### WHAT TO PRODUCE
The answer must be every line of the records below that contains the word "give".

### SUPPLIED RECORDS
=== Section Start ===
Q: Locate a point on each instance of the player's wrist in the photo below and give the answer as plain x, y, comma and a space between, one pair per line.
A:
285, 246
=== Section End ===
=== Section Start ===
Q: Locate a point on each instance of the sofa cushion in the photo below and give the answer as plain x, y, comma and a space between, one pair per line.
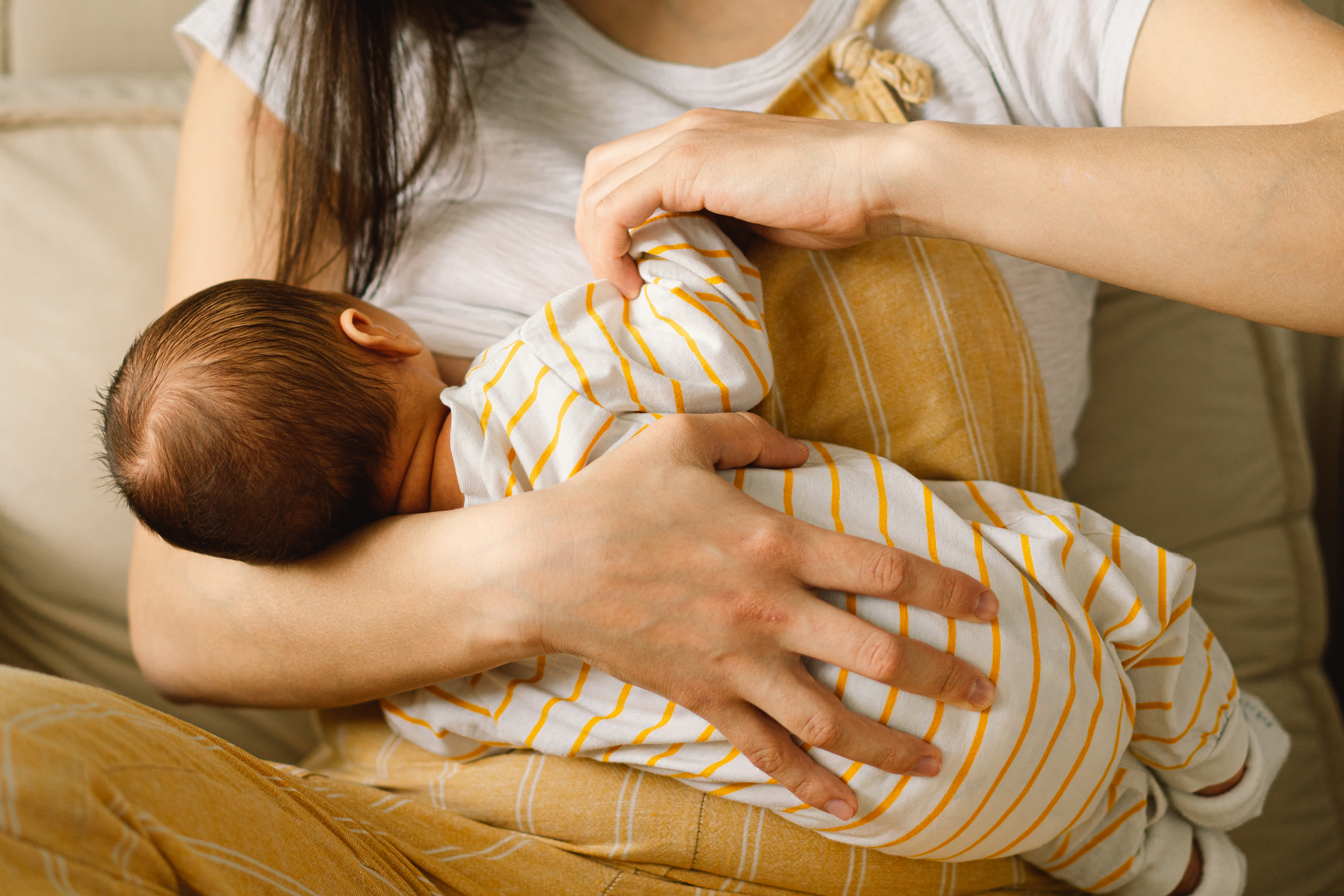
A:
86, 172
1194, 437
=== Section End ===
=== Section Start ===
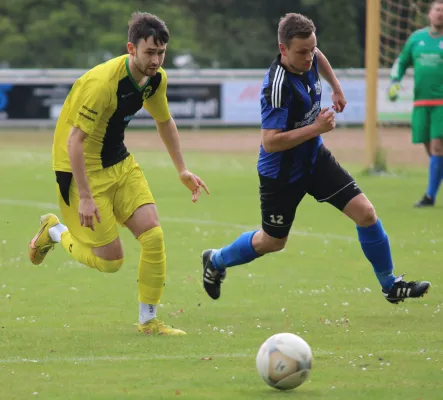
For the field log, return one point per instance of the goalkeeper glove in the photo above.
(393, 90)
=== Section End ===
### ANSWER FOR THE TASK
Q: Locate a point on each instance of the player's wrist in the photo below and give the answer as plain x, y, comma and a space between, one pair per line.
Q: Locate a point on each instance of the sofa cushion in the photo below and give the answer as plain x, y, comma and a space between, one pair per line.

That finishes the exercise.